| DATA LISTING |
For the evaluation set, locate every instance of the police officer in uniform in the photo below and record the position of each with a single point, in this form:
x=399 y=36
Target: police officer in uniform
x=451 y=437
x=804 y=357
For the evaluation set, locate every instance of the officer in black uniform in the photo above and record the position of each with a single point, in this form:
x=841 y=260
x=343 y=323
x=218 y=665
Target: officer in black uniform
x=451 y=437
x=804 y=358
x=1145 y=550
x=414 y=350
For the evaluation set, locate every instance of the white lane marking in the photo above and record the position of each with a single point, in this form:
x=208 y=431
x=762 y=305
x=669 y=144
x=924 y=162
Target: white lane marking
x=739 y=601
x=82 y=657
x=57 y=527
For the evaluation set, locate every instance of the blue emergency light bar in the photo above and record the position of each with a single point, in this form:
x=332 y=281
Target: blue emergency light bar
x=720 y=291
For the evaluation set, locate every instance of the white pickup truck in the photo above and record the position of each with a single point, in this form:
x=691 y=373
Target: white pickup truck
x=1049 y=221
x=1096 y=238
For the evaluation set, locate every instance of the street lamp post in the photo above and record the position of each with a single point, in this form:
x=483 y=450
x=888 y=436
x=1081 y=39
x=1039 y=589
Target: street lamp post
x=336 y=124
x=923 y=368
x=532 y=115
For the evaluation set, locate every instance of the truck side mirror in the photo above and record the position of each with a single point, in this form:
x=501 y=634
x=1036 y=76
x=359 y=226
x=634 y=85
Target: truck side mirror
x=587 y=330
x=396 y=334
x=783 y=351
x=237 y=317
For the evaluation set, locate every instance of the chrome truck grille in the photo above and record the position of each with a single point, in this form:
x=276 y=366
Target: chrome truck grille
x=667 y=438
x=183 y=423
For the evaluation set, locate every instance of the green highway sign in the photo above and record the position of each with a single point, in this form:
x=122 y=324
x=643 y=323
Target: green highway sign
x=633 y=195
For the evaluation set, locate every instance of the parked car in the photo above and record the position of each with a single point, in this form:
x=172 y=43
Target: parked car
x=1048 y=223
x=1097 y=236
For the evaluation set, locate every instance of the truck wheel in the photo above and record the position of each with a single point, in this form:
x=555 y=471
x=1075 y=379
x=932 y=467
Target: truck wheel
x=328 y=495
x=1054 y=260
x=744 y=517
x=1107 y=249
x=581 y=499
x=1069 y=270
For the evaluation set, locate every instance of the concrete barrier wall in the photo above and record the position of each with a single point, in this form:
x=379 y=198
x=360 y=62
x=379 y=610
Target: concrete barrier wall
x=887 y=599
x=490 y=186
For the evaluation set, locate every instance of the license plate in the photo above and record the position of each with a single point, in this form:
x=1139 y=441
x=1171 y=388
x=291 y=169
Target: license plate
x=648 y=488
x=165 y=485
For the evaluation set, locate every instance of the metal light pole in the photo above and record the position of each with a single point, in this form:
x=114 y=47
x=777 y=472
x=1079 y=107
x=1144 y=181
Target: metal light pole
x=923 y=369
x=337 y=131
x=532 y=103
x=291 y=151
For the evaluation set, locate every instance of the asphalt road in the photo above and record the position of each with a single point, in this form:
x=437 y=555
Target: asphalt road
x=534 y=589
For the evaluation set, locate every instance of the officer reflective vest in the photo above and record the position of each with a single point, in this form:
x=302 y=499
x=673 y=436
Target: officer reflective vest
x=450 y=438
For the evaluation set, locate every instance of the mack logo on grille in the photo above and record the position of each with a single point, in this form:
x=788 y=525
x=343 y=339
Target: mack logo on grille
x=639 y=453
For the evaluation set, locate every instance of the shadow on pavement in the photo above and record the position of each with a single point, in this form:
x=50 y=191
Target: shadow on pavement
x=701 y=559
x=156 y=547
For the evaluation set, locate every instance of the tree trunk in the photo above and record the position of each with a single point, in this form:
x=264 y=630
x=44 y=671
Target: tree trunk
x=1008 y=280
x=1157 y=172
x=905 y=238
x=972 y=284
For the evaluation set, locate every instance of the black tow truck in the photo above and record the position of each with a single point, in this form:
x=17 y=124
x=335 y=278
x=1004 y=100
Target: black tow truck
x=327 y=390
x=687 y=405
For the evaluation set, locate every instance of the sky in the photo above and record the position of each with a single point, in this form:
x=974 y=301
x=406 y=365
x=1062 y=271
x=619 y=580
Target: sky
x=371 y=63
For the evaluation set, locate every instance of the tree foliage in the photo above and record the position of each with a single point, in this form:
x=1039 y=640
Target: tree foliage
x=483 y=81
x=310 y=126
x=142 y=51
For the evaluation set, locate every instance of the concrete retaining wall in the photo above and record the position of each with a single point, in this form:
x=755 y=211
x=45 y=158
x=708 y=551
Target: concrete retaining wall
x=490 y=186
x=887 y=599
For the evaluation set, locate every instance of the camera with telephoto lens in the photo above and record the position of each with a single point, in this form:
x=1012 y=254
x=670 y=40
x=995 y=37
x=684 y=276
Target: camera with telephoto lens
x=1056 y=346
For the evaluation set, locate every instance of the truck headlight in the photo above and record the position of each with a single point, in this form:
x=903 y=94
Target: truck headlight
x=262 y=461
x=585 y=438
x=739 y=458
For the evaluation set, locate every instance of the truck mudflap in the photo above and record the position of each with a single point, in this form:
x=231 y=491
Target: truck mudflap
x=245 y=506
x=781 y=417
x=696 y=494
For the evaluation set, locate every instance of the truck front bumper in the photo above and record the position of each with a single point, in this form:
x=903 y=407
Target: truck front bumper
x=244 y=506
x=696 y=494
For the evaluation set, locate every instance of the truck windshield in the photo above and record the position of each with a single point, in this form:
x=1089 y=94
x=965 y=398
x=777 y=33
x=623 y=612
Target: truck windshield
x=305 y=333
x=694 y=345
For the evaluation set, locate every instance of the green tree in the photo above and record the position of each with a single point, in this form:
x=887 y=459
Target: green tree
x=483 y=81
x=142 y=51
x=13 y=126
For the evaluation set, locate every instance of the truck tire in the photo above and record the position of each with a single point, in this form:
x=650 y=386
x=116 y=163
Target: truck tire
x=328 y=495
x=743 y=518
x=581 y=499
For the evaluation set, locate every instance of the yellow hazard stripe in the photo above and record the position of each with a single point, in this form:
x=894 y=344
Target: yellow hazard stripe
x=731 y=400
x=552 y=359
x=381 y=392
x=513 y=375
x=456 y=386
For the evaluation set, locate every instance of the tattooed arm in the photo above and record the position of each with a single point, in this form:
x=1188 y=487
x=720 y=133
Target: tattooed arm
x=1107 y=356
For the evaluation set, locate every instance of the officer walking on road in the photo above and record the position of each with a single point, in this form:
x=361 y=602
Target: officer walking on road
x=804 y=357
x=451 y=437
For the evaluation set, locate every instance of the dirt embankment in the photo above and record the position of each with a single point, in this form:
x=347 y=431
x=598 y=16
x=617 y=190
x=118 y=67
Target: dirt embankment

| TASK PROMPT |
Convert all of the records above into a JSON list of strings, with one string for each line and blank lines omitted.

| ANSWER TO THE PROBLEM |
[
  "For the evaluation set, locate every instance of the police officer in uniform in the photo below and record the position of each with a single point, in this form:",
  "x=399 y=36",
  "Target: police officer in uniform",
  "x=451 y=437",
  "x=804 y=357",
  "For the evaluation set, locate every instance of the officer in black uniform in the photo above and record the position of each with a single point, in this form:",
  "x=841 y=260",
  "x=343 y=323",
  "x=218 y=665",
  "Target: officer in black uniform",
  "x=451 y=437",
  "x=804 y=358",
  "x=1145 y=550",
  "x=414 y=350",
  "For the evaluation set, locate every instance of the white lane marking in the photo above and record the position of each with a single point, in this form:",
  "x=208 y=431",
  "x=762 y=305",
  "x=669 y=144",
  "x=924 y=162",
  "Target: white lane marking",
  "x=739 y=601",
  "x=82 y=657",
  "x=57 y=527",
  "For the evaluation set, locate every instance of the blue emergency light bar in the photo above and record the position of each with a single point, in this form:",
  "x=332 y=281",
  "Target: blue emergency light bar",
  "x=720 y=291",
  "For the evaluation set, locate every instance of the white pickup truck in the photo above and record the position of each with a single point, in this form:",
  "x=691 y=373",
  "Target: white pickup truck",
  "x=1049 y=221",
  "x=1096 y=238",
  "For the evaluation set, locate every instance of the street lamp post in the photo above and record the position of each with a single point, in this form:",
  "x=483 y=450",
  "x=888 y=436",
  "x=1081 y=39",
  "x=1039 y=589",
  "Target: street lamp post",
  "x=336 y=124",
  "x=923 y=368",
  "x=532 y=115",
  "For the evaluation set, locate every instance of the truck side mirror in the photo above and record the position of each with a single point, in this form:",
  "x=501 y=634",
  "x=1036 y=76",
  "x=359 y=226",
  "x=634 y=85",
  "Target: truck side mirror",
  "x=587 y=330",
  "x=396 y=334",
  "x=783 y=351",
  "x=237 y=317",
  "For the evaluation set, locate every instance of the chrome truck grille in the photo above and record the position of each with a single point, in this form:",
  "x=276 y=366",
  "Target: chrome truck grille",
  "x=667 y=438",
  "x=183 y=423",
  "For the evaluation set, locate every instance of the green highway sign in the photo above and record the position of each with a single point, in this form:",
  "x=122 y=324",
  "x=643 y=323",
  "Target: green highway sign",
  "x=633 y=195",
  "For the evaluation set, locate every instance of the parked car in the photo above and record the position of each with a single point, in this form:",
  "x=172 y=43",
  "Target: parked car",
  "x=1048 y=223",
  "x=1097 y=236",
  "For the evaluation set, locate every instance of the truck wheel in the photo above and record the position of each with a single point, in this form:",
  "x=555 y=471",
  "x=1075 y=379",
  "x=932 y=467",
  "Target: truck wheel",
  "x=328 y=495",
  "x=1054 y=260",
  "x=744 y=517",
  "x=1107 y=249",
  "x=581 y=499",
  "x=1069 y=270",
  "For the evaluation set, locate every instance of the concrete barrier wall in the photo above and record the position of each with a single point, in this form:",
  "x=379 y=198",
  "x=360 y=62",
  "x=379 y=610",
  "Target: concrete barrier wall",
  "x=887 y=599",
  "x=490 y=186",
  "For the evaluation set, locate every instance of the license plate in the photo above and record the position of each with a single point, in this form:",
  "x=1139 y=441",
  "x=1171 y=388",
  "x=291 y=169",
  "Target: license plate",
  "x=648 y=488",
  "x=165 y=485",
  "For the evaluation set, locate every instance of the metal light pole in the photo above and record the position of each with a single point, in this form:",
  "x=114 y=47",
  "x=777 y=472",
  "x=1079 y=107",
  "x=1144 y=181",
  "Target: metal light pole",
  "x=923 y=369",
  "x=337 y=131",
  "x=532 y=103",
  "x=291 y=151",
  "For the evaluation set, locate every instance of the asphalt road in the photo above and record the position of each with a single point, in this form:",
  "x=437 y=555",
  "Target: asphalt road",
  "x=534 y=589",
  "For the evaluation set, locate every instance of the officer reflective vest in the photo above and record the position of each with a single point, in this form:",
  "x=302 y=499",
  "x=673 y=436",
  "Target: officer reflective vest",
  "x=450 y=438",
  "For the evaluation set, locate every instance of the mack logo on grille in the photo above and record the position of each with a single point, in this form:",
  "x=788 y=525",
  "x=343 y=339",
  "Target: mack logo on grille",
  "x=639 y=453",
  "For the evaluation set, locate every instance of the shadow on pavement in the photo above and record the position of each with a single point, in this form:",
  "x=50 y=191",
  "Target: shadow on pavement",
  "x=701 y=559",
  "x=156 y=547",
  "For the evaluation set, locate every instance of the tree trunk in the photo above and record the position of each with a single point, in this form:",
  "x=264 y=630",
  "x=44 y=671",
  "Target: tree trunk",
  "x=1008 y=280",
  "x=1157 y=172",
  "x=905 y=238",
  "x=972 y=284",
  "For the evaluation set, locate every instance of the black tow truck in the photo above and record the position of each with a single point, in this form:",
  "x=17 y=124",
  "x=335 y=278",
  "x=1004 y=100",
  "Target: black tow truck",
  "x=327 y=390",
  "x=687 y=405",
  "For the evaluation set, locate every instance of the sky in the photo above and record the position of each with a single point, in this form:",
  "x=974 y=301",
  "x=406 y=365",
  "x=1062 y=271",
  "x=619 y=580",
  "Target: sky",
  "x=371 y=63",
  "For the evaluation set, locate every instance of the tree foliage in the photo above and record the position of each with a single point, in this form:",
  "x=1039 y=640",
  "Target: tree foliage",
  "x=483 y=81",
  "x=310 y=126",
  "x=142 y=51",
  "For the evaluation set, locate every instance of the concrete retaining wall in the photo above and record the position of each with a single point, in this form:",
  "x=755 y=211",
  "x=45 y=158",
  "x=708 y=551",
  "Target: concrete retaining wall",
  "x=490 y=186",
  "x=887 y=599",
  "For the evaluation set, locate every instance of the camera with telephoto lens in the photo above and record the position of each with a single point, in this form:",
  "x=1012 y=254",
  "x=670 y=40",
  "x=995 y=37",
  "x=684 y=276",
  "Target: camera with telephoto lens",
  "x=1056 y=346",
  "For the evaluation set, locate every instance of the truck headlight in the photo above and record the position of each with a single point, in this form:",
  "x=903 y=94",
  "Target: truck headlight",
  "x=262 y=461",
  "x=585 y=438",
  "x=739 y=458",
  "For the evaluation set, locate every instance of the truck mudflap in the photo above and record the position of each with a single point, in this form:",
  "x=231 y=491",
  "Target: truck mudflap",
  "x=245 y=506",
  "x=781 y=417",
  "x=696 y=494",
  "For the evaluation set, locate every instance of the truck front bumper in the photo above and record the position of each with a single point, in this form:",
  "x=903 y=407",
  "Target: truck front bumper",
  "x=244 y=506",
  "x=696 y=494",
  "For the evaluation set, locate every instance of the truck windshield in the photo above and record the position of each with a single point, in this form:",
  "x=1089 y=94",
  "x=965 y=398",
  "x=777 y=33",
  "x=623 y=612",
  "Target: truck windshield",
  "x=305 y=333",
  "x=694 y=345",
  "For the evaluation set, locate every instance of the green tree in the photo above and record the position of each with a single point, in this form:",
  "x=887 y=459",
  "Target: green tree",
  "x=483 y=81",
  "x=142 y=51",
  "x=13 y=126",
  "For the evaluation set, locate every instance of the truck tire in the photo above and record the position of each with a single point, in this form:",
  "x=650 y=386",
  "x=116 y=163",
  "Target: truck tire",
  "x=328 y=495",
  "x=743 y=518",
  "x=581 y=499",
  "For the evaluation set, locate every instance of the yellow hazard stripe in the photo above and record the position of each with a single point, in this form:",
  "x=894 y=344",
  "Target: yellow hazard stripe",
  "x=731 y=400",
  "x=552 y=359",
  "x=381 y=392",
  "x=513 y=375",
  "x=456 y=386",
  "For the evaluation set, locate every instance of the tattooed arm in the photo above and record the position of each with a single point, in this form:",
  "x=1188 y=487",
  "x=720 y=133",
  "Target: tattooed arm",
  "x=1107 y=356",
  "For the evaluation set, locate every instance of the officer walking on road in the photo above and record the position of each with a single point, in this form:",
  "x=361 y=602",
  "Target: officer walking on road",
  "x=804 y=357",
  "x=451 y=437",
  "For the evaluation set, locate every instance of the dirt embankment in the photo above and record the position of each with a single point, in this form:",
  "x=347 y=431",
  "x=598 y=16",
  "x=617 y=190",
  "x=118 y=67",
  "Target: dirt embankment"
]